=== Task directions ===
Return the data word for word, from its first line up to and including the line that contains "650,375,772,435". Leave the pictures out.

+ + +

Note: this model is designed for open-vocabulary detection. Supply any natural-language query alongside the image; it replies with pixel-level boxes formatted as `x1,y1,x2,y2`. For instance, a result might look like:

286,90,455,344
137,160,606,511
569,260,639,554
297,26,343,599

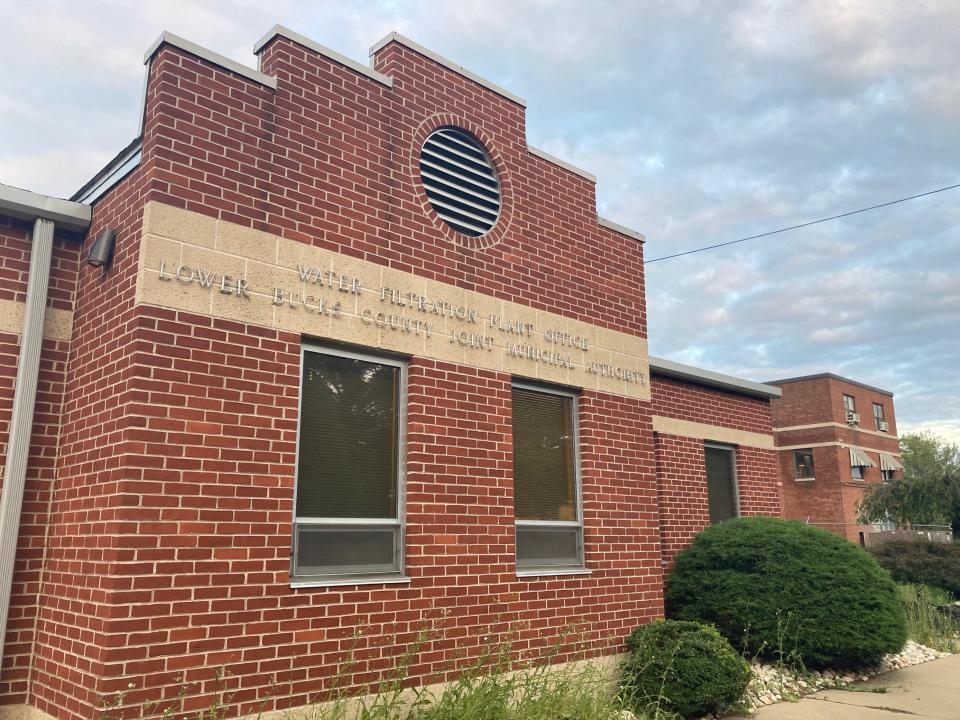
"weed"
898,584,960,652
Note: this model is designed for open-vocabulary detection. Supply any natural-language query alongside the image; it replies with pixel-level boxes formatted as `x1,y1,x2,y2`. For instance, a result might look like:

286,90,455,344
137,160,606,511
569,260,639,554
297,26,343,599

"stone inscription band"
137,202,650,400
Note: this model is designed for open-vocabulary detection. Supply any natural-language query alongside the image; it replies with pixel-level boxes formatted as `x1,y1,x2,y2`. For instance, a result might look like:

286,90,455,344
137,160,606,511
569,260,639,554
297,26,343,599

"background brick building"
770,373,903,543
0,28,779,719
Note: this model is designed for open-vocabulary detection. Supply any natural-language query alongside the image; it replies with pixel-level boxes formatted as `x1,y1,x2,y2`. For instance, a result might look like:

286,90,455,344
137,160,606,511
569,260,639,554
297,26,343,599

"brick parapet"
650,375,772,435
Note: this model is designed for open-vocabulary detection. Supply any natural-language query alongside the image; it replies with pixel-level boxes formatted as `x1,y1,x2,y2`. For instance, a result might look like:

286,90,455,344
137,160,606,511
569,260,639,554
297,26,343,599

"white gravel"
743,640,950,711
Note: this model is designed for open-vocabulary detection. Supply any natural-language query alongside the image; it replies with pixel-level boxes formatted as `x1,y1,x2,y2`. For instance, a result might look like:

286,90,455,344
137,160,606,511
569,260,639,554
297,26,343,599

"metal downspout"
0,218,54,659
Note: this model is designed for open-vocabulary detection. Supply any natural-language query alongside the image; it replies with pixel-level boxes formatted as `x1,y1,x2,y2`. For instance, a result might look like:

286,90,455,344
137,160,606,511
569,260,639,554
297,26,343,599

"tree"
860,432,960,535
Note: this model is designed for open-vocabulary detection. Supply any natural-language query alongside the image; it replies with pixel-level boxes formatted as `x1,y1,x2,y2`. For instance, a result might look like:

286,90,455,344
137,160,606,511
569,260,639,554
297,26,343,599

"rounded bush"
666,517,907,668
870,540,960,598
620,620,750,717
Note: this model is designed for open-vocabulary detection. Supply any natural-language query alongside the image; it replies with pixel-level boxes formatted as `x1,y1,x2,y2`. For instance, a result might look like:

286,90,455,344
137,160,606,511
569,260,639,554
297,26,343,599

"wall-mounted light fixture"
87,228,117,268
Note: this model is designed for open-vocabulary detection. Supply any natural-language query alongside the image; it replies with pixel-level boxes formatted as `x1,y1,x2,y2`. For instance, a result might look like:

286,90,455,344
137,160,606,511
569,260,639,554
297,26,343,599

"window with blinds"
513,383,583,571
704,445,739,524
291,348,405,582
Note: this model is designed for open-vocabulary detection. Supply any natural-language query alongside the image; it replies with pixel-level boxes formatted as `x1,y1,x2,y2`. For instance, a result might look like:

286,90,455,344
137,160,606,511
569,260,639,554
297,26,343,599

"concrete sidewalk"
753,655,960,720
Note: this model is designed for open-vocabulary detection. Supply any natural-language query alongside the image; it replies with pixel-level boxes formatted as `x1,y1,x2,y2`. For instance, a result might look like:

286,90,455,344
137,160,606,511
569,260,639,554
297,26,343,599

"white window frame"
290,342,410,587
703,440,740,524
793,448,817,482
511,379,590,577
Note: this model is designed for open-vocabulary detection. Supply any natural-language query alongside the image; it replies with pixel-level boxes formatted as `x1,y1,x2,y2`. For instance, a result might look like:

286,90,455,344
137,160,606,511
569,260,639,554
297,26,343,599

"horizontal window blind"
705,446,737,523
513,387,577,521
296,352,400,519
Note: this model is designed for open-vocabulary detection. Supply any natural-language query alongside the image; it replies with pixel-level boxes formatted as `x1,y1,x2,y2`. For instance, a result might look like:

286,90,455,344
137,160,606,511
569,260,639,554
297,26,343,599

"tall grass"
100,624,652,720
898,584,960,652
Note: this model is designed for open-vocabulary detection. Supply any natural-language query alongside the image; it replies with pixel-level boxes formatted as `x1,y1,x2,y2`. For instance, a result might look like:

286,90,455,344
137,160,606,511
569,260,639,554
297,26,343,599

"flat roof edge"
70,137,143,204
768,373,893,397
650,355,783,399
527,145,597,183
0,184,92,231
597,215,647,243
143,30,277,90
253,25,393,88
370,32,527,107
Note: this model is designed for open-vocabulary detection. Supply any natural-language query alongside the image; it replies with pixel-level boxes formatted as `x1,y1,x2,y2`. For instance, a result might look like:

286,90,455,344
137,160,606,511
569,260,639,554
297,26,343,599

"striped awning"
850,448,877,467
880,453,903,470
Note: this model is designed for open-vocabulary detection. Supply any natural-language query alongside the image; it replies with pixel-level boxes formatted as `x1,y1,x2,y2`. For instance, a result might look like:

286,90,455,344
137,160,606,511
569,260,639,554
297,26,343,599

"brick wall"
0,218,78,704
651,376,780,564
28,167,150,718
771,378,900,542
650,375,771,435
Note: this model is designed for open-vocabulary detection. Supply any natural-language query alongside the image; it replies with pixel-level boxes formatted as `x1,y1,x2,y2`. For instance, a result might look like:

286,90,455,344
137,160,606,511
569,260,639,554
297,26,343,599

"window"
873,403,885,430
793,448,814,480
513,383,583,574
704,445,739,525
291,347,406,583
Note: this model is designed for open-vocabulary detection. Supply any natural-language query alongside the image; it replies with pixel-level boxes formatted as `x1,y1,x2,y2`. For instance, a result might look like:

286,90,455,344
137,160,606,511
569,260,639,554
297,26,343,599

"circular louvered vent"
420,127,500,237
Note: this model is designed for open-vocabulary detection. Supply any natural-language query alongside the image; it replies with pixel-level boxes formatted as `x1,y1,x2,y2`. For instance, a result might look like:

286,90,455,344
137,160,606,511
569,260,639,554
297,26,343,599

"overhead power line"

+ + +

=== Exercise response ===
Note: this model is designed for open-vocabulary detection. Supply any natural-language query alongside the image; it replies with pixel-level boxes formatted as `x1,y1,x2,y2`. For instance, a result might look like:

286,90,455,344
137,160,606,511
569,260,639,554
297,26,343,599

"weed"
898,584,960,652
Note: this model is designed for open-vocabulary detection. Supply any natural-language query alongside the image; it replies with pixel-level boxes formatted as `x1,y1,x2,y2`. For instance, a result might look like:

286,90,455,344
137,160,606,511
569,260,639,554
297,26,343,599

"stone inscription band"
137,202,650,400
Note: this model is designed for open-vocabulary detection. Supply any natural-language query alongside the image; it replies with pixel-level boxes formatted as `x1,y1,x2,y2`. For instance, a result might look like:

286,90,455,344
137,160,606,511
569,260,639,554
297,26,343,599

"background brick building"
770,373,903,543
0,28,779,719
Note: this model is designed for open-vocabulary detection. Supply any natural-language query alongside the image; it replies with pixel-level boxes formatted as `x1,y1,x2,y2`. For instance, a result might look like:

286,90,455,344
137,160,606,511
569,260,639,554
297,26,343,599

"brick parapet"
650,375,772,435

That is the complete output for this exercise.